* _掲載文_:

彼の前に膝をついて本を差し出すと、プレスラーさんは静かに「あぁ、『Artistry of Piano Teaching』じゃないか(注:『メナヘム・プレスラーのピアノ・レッスン』の原題)」と。

そう思われるのも無理ありません。実は、訳書の表紙の写真は原書と同じなのです。

本書を手渡すと、この嬉しそうな笑顔! 感動していただけたようです。

「私が日本語に訳させていただきました。プレスラーさんの来日に合わせて出版されたのですよ」。

そう伝えて1冊差し上げると、茶目っ気たっぷりに驚いてみせ「ありがとう! 君が訳してくれたのですか。日本語版が出版されるなんて知らなかった(注:本書は弟子のブラウン氏執筆なのでプレスラーさんまで話が届いていなかったのかもしれないし、そもそも翻訳の承諾をもらったのは数年前のことだからお忘れなのかもしれない)」と嬉しそうにページをめくってくださり、掲載されている写真を見ては「ダリウス・ミヨー(注: プレスラーが優勝した1946年のドビュッシー・コンクールで審査員を務めた。p.29)が、私を認めてくれたんですよ」などと、柔和な微笑みを浮かべながら述懐しはじめたのです。

また弟子たちの名前(p.6-7)を見つけると、ひときわ優しい眼差しを向け「all of my students(私の生徒たちが……)」と静かに呟かれたのです。

僕は、この時の眼差しと愛情深いつぶやきを今でも忘れることはできません。なぜならプレスラーさんが、これまで教えてきた生徒たちにどれほどまでに愛情を注ぎ、また今も愛し続けているのかをしっかりと受け止めることができたのですから。自分も教育者の端くれとして、こうありたいと感ぜずにはいられませんでした。

* _取り組む作業_:
1. プレスラーさんに訳書を渡した話について、次の問いに答えてください。
(a) 訳書の表紙の写真は、原書と比べてどうだと書かれているか。
(b) ダリウス・ミヨーが審査員を務めたのは、何年のどのコンクールか。
(c) 弟子たちの名前は、本書の何ページに載っているか。
2. プレスラーさんに訳書を渡した話を、最後の文の後から書き継ぐこと。
項目は、プレスラーさんに訳書を渡した話とは関係がありません。

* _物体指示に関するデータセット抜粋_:
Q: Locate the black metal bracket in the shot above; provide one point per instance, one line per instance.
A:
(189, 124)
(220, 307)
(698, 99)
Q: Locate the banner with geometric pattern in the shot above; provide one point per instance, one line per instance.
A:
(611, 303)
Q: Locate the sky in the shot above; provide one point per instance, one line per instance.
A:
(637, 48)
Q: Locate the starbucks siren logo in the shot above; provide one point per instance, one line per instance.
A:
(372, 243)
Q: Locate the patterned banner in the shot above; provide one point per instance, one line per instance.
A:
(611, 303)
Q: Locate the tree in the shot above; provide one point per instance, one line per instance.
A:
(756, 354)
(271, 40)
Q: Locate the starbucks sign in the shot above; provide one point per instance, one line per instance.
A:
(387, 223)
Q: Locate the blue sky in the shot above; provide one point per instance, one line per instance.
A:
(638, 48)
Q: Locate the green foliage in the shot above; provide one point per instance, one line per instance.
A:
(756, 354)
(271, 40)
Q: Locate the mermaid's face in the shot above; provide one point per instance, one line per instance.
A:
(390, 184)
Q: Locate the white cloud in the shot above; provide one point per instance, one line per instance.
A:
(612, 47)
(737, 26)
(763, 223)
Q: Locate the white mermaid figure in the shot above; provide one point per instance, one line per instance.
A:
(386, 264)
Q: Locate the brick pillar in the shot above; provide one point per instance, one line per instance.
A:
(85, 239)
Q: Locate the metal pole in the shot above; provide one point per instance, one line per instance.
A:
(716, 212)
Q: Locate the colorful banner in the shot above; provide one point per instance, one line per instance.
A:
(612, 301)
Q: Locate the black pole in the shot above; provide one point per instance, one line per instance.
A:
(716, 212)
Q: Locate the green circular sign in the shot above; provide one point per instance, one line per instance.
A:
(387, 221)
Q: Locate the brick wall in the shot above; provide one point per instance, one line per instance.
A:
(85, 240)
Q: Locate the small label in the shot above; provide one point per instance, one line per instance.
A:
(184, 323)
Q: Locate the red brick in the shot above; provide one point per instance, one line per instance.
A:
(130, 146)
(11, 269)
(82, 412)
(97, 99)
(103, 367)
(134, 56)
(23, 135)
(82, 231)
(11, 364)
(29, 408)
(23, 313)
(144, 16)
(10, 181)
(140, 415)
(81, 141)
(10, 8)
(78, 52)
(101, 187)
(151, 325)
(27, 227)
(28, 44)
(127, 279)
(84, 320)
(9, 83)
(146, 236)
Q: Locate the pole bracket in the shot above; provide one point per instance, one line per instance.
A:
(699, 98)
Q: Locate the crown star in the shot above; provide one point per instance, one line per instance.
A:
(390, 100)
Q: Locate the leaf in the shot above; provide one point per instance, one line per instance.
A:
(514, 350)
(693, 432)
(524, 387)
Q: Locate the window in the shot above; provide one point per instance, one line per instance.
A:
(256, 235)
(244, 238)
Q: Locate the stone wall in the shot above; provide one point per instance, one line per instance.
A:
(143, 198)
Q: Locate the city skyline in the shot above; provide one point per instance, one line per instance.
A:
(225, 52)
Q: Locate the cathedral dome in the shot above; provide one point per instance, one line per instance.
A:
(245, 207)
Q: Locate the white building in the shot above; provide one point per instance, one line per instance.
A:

* _各課題の解答_:
1.
(a) 原書と同じ写真である。
(b) 1946年のドビュッシー・コンクール。
(c) 6～7ページ。

2.
◇ ◇ ◇

実は、これは事前にセッティングされてはいない面会でした(いわばサプライズです)。ひとときの面会でしたが、プレスラーさんは「この本はね、インディアナ大学出版部で出版されたのだけど、とてもよく売れたんですよ(「International Piano Book Award,2009」準グランプリも受賞しています)。実は2冊目がもうすぐ出版されますよ」と述べられ、続けてこうおっしゃったのです。

「ところで、君とはインタビューでまた会えるのかな?」と。

ことのほか、この本に興味を持ってくださったのだと思います。

予想だにしなかったプレスラーさんからのオファーに、僕は「もちろんです!」と即答。ですが、この時点では、まだプレスラーさんとのインタビューは予定されておらず……。しかし、訳書にいただいたサイン(写真)の通り、担当編集者さんと招聘先(AMATI)さんの尽力で、すぐに再会を果たすことができたのです。

つづく

多くの幸運と再会を願っています。 メナヘム・プレスラー 2017年10月12日


サインをお願いすると、即座に本に顔を寄せ、真剣な表情でこのメッセージを書いてくださいました。

プレスラー氏とのツーショット。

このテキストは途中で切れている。